• **About this exercise**
Your answer should be the entries, repeated exactly.
——————————
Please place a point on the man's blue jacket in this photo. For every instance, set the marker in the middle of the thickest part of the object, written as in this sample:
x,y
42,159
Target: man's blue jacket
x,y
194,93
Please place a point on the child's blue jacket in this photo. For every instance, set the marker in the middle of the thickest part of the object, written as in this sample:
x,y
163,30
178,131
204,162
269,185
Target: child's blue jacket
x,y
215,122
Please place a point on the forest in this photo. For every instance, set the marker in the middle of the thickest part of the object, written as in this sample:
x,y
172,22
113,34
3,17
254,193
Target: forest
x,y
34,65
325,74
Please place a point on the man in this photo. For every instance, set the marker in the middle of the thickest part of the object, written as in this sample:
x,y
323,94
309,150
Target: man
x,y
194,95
——————————
• **Answer**
Please place a point on the man's blue jacket in this photo. For every instance, set the marker in the middle of the thickest part of the object, written as in this sample:
x,y
42,159
Target: man's blue jacket
x,y
194,93
Please place a point on the child's blue jacket in this photo. For every instance, set the marker in the middle of the thickest part of the object, written as in this sample:
x,y
163,30
178,131
204,162
269,185
Target: child's blue jacket
x,y
215,122
Please place a point on the forest in this photo. For every instance, set the marker in the middle of the thickest part of the object, written as in this sample:
x,y
172,22
113,34
3,17
254,193
Target: forest
x,y
34,65
325,74
Please place a point on the man in this photo. For every instance, set the marker in the middle of the thickest part of the object, written as in this sample:
x,y
323,94
309,150
Target: man
x,y
194,95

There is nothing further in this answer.